Please count how many lines in the listing below contain the string "leather", treating case as significant, and give only the number.

(A block of data)
- - - - - - -
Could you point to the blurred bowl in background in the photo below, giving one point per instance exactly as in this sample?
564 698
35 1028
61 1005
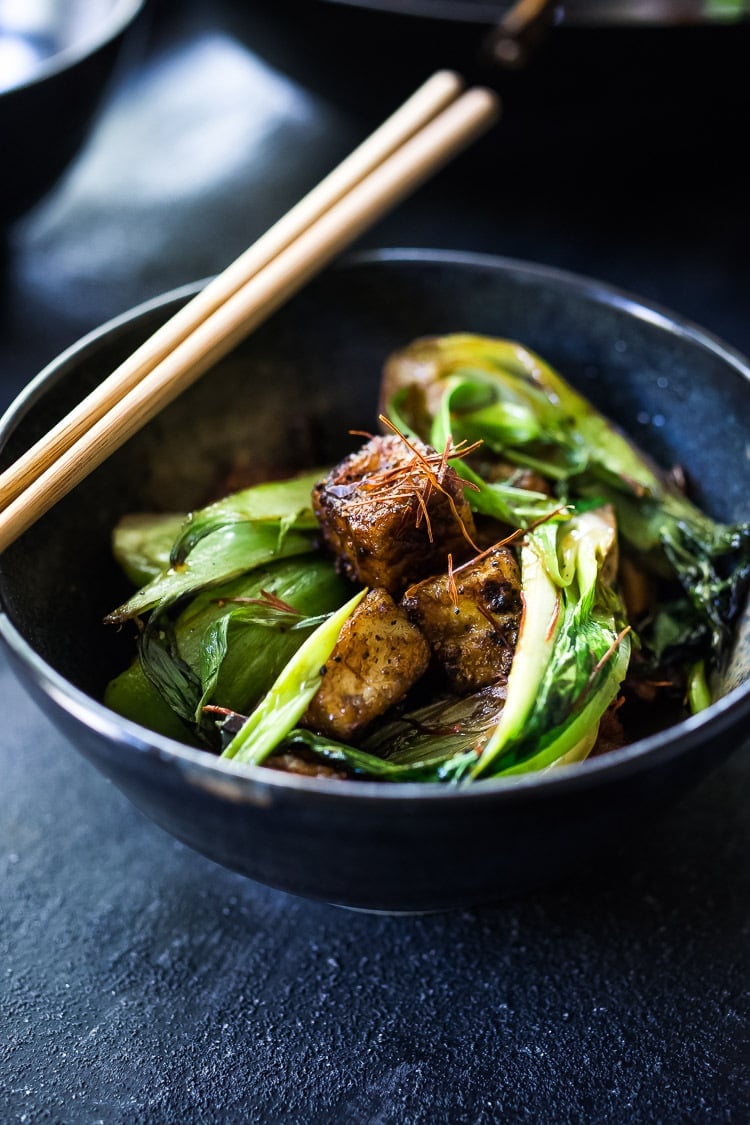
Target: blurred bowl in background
56 57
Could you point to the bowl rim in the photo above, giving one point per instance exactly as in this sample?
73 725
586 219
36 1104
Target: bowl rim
243 782
123 14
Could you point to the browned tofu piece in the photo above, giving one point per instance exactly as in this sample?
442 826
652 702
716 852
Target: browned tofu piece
471 626
385 518
379 655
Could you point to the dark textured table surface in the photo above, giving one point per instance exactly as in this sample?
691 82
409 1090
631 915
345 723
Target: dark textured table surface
141 982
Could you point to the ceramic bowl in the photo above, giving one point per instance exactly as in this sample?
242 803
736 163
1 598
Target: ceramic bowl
55 61
291 393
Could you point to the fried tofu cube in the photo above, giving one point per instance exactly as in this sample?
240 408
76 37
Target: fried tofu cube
378 657
387 520
470 619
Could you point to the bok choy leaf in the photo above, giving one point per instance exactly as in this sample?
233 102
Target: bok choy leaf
289 695
476 387
233 641
572 649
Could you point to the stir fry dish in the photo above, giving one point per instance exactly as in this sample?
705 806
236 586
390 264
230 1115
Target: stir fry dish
495 582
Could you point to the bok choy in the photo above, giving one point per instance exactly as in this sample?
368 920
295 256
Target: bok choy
556 584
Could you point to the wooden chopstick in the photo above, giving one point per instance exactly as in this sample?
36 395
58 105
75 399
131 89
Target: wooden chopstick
430 99
157 374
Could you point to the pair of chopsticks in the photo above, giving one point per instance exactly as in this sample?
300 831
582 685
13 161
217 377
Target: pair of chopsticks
431 127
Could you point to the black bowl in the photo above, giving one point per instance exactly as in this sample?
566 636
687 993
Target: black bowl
57 61
294 390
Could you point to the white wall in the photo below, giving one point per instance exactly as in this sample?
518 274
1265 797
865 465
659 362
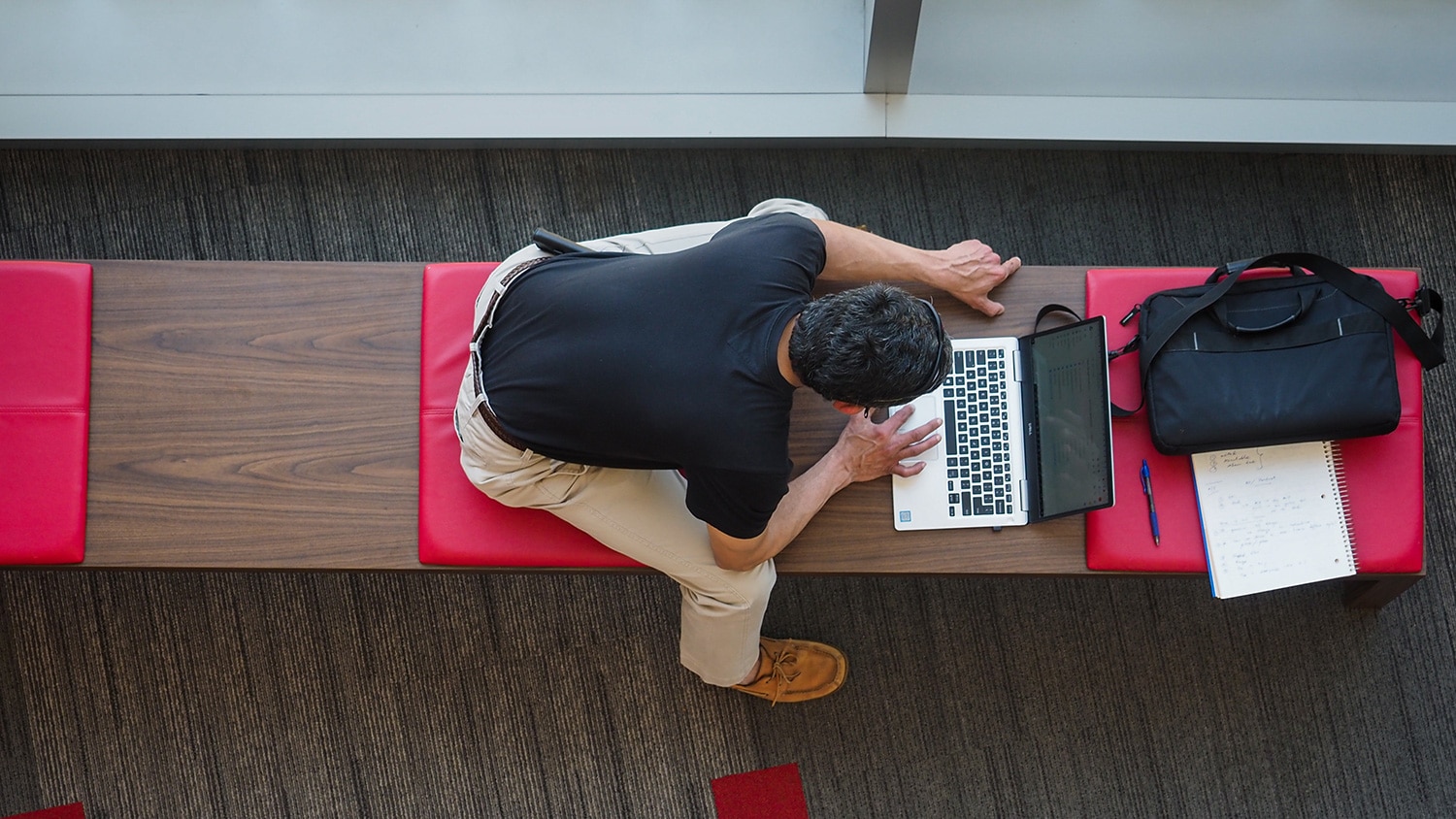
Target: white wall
1322 73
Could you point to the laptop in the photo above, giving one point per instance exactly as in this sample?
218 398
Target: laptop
1027 434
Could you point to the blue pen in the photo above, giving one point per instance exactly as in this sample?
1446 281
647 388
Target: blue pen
1152 508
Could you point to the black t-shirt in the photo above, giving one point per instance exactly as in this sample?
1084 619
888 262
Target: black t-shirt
667 361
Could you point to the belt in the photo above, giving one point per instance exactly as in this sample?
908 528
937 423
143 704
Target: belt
477 377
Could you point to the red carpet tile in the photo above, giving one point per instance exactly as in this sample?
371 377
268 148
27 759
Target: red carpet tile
772 793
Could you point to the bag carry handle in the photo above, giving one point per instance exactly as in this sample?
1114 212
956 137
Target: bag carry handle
1302 303
1429 349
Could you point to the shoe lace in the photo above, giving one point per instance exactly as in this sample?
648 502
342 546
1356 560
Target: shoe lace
782 673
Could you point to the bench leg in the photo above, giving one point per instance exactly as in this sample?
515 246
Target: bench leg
1376 592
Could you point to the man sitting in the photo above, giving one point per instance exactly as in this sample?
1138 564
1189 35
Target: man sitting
643 393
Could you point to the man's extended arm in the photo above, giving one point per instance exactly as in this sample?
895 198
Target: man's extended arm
864 451
967 270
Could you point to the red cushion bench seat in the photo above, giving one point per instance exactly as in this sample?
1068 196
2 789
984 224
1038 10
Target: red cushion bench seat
457 524
46 311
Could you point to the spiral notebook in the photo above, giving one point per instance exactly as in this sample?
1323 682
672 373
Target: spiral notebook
1274 516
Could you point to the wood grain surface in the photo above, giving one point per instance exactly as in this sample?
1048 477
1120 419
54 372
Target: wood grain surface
264 414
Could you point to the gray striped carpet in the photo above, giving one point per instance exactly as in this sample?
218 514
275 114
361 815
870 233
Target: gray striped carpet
337 694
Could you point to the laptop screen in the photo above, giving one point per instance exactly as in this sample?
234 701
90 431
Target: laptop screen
1074 457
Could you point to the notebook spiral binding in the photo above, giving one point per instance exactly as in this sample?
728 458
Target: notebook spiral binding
1337 469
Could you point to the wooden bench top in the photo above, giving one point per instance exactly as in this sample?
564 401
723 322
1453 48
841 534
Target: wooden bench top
264 414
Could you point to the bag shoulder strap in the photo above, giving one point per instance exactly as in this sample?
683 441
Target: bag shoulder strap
1429 349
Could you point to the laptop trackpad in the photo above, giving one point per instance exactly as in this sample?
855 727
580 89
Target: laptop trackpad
926 410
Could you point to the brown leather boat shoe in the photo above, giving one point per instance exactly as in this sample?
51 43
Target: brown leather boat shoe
792 671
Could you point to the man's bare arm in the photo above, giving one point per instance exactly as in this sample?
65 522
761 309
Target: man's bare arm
966 270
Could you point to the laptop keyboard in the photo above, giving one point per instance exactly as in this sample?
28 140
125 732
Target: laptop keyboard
977 451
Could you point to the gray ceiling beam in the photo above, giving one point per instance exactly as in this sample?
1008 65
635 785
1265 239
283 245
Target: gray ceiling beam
890 51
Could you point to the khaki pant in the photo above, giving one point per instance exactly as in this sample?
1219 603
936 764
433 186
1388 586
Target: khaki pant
638 512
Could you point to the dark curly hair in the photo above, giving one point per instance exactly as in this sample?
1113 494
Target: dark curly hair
871 346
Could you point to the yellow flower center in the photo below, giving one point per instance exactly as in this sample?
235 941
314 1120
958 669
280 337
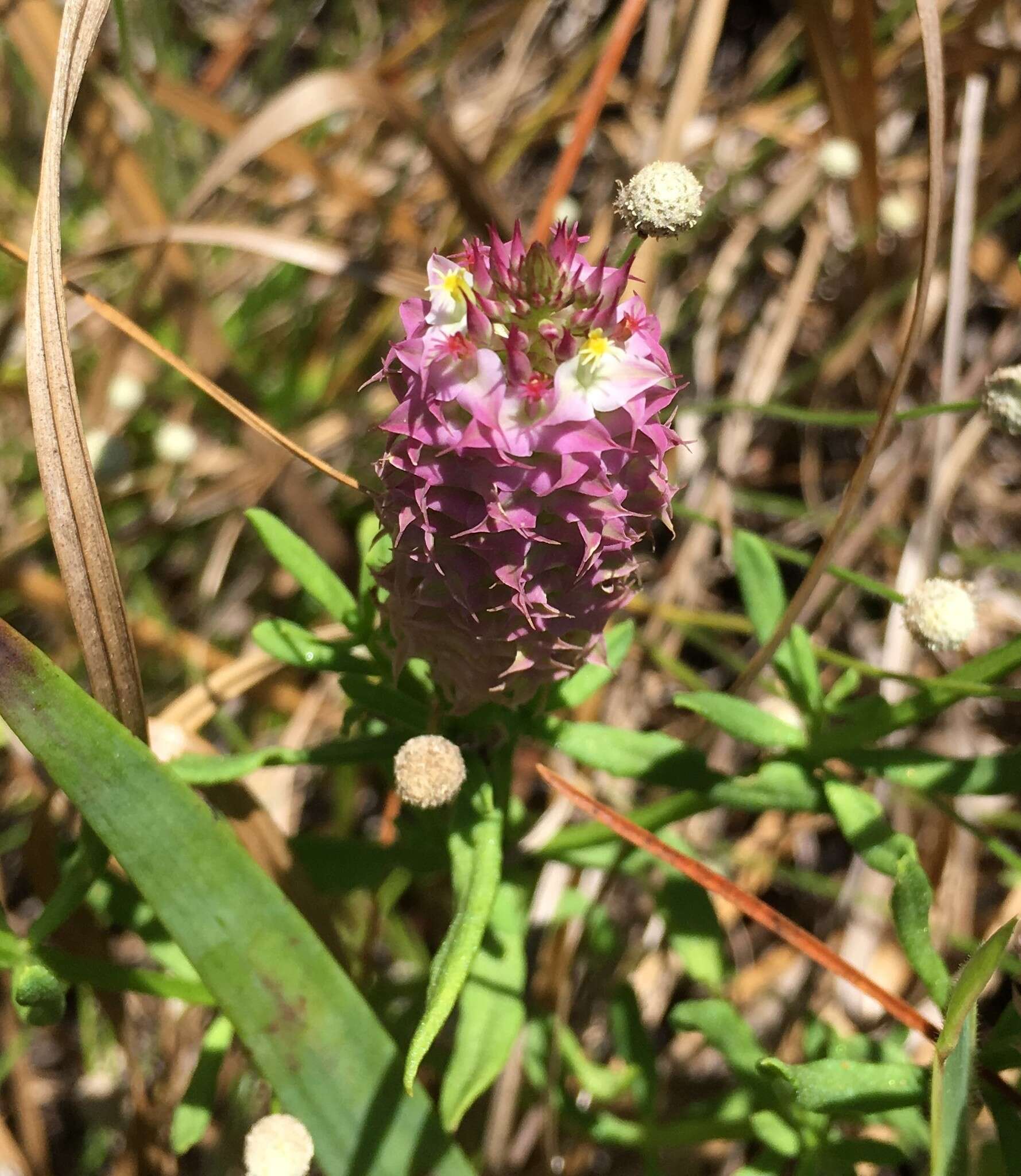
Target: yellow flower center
595 346
455 284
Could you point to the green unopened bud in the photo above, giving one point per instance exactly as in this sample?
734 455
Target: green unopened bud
38 994
1001 399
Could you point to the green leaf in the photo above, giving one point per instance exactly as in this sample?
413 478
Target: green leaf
693 930
726 1031
927 772
950 1113
222 769
760 583
386 701
605 1084
775 1133
592 676
643 755
968 986
306 1026
839 1087
1008 1128
765 600
475 848
195 1113
741 719
911 902
879 718
293 554
296 646
864 823
491 1012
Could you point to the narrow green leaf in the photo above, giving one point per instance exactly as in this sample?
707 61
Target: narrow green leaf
314 575
491 1012
741 719
1008 1128
968 986
839 1087
475 847
693 930
643 755
592 676
927 772
605 1084
195 1113
765 600
950 1114
864 823
761 586
306 1026
296 646
911 902
726 1031
775 1133
222 769
386 701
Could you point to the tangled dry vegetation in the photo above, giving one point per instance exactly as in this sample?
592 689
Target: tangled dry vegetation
258 186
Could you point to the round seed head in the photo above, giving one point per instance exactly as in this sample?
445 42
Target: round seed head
899 213
428 771
662 200
1001 399
126 393
278 1146
840 159
176 443
940 614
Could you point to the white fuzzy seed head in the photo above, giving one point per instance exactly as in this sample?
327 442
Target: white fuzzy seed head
840 159
940 614
176 443
278 1146
899 213
428 771
125 393
1001 399
662 200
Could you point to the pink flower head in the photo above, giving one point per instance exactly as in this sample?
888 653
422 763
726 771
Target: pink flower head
525 461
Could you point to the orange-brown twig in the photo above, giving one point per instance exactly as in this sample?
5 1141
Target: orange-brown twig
747 903
212 389
589 113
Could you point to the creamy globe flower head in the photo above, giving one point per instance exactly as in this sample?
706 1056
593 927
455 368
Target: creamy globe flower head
126 393
940 614
899 213
660 200
840 159
176 443
428 771
278 1146
1001 399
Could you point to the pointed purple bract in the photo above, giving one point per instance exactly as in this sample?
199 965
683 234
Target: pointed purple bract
525 461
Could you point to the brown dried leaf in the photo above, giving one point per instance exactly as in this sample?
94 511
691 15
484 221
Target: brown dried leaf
80 537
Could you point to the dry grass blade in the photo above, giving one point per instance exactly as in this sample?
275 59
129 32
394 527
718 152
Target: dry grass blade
589 114
932 47
307 252
80 537
747 903
314 96
204 384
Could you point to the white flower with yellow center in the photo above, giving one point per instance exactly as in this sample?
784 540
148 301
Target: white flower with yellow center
450 292
600 378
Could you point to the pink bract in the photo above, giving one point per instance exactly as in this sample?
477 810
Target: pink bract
525 461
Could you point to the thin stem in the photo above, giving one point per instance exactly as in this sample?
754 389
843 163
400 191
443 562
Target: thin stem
589 113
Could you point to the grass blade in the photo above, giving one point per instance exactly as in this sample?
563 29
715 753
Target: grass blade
307 1027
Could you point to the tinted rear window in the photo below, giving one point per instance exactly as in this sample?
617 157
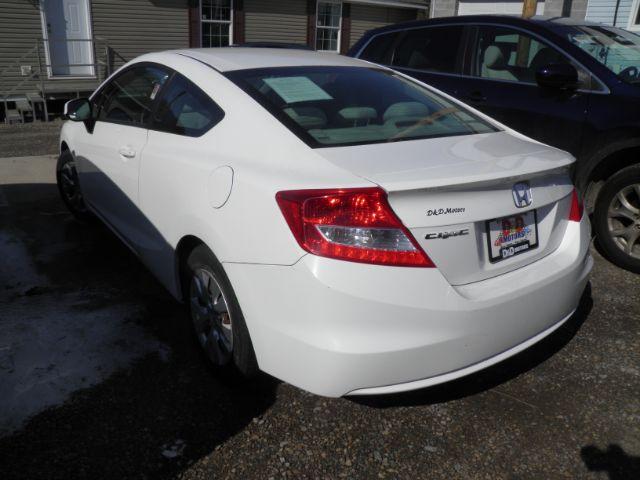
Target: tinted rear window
336 106
433 49
378 50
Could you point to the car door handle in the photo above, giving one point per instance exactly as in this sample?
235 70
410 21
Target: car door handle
476 96
127 152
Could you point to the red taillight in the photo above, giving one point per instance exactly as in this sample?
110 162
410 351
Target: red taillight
575 214
350 224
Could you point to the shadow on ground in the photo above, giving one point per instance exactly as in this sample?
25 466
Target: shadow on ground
150 420
614 461
492 376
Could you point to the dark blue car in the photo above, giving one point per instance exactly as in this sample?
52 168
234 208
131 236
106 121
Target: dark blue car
573 85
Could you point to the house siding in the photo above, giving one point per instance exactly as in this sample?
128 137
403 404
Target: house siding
129 27
135 27
603 11
275 21
560 8
368 17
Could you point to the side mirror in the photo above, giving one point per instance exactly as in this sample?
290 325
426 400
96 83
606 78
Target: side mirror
557 76
78 110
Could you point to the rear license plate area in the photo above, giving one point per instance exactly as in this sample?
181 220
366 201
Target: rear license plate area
512 235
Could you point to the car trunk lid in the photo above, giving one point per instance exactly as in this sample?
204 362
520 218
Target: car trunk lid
452 192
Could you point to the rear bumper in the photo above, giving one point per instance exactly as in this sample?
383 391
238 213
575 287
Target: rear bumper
337 328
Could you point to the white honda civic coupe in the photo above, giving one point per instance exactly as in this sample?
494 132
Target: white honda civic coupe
328 221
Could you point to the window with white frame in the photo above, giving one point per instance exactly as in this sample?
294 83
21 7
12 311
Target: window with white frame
634 16
216 16
328 22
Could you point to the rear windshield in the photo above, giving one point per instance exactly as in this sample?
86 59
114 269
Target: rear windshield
337 106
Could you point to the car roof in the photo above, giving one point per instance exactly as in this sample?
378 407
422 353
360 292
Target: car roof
550 23
225 59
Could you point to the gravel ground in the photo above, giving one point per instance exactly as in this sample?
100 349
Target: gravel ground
567 408
35 138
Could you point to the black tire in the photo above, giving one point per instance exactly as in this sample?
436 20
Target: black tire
613 246
242 361
69 187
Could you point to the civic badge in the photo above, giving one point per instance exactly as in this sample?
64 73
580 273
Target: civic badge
522 194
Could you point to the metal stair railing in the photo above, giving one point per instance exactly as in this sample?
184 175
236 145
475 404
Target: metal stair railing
102 66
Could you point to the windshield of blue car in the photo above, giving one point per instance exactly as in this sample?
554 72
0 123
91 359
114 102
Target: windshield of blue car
616 49
338 106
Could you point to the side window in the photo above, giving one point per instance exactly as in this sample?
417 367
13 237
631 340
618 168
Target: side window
184 109
433 49
129 97
506 54
378 50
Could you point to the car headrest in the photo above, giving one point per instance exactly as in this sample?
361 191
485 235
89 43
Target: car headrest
403 110
494 58
307 117
545 56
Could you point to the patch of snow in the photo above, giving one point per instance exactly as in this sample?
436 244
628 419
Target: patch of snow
52 344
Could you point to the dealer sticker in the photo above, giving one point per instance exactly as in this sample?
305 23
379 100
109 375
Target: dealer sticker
513 235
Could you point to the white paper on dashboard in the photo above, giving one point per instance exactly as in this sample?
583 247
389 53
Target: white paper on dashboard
297 89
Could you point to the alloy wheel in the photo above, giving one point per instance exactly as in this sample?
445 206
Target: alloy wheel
623 220
211 317
71 187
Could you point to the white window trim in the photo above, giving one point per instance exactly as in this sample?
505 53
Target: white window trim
339 28
47 53
632 17
230 22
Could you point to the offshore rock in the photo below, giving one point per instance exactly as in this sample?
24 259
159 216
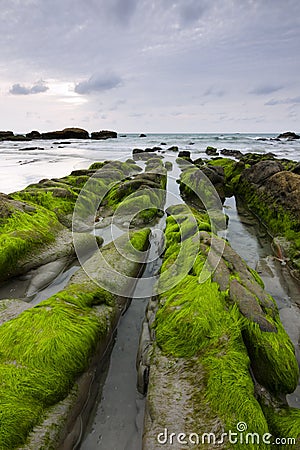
- - - - - - -
_Exercise answer_:
2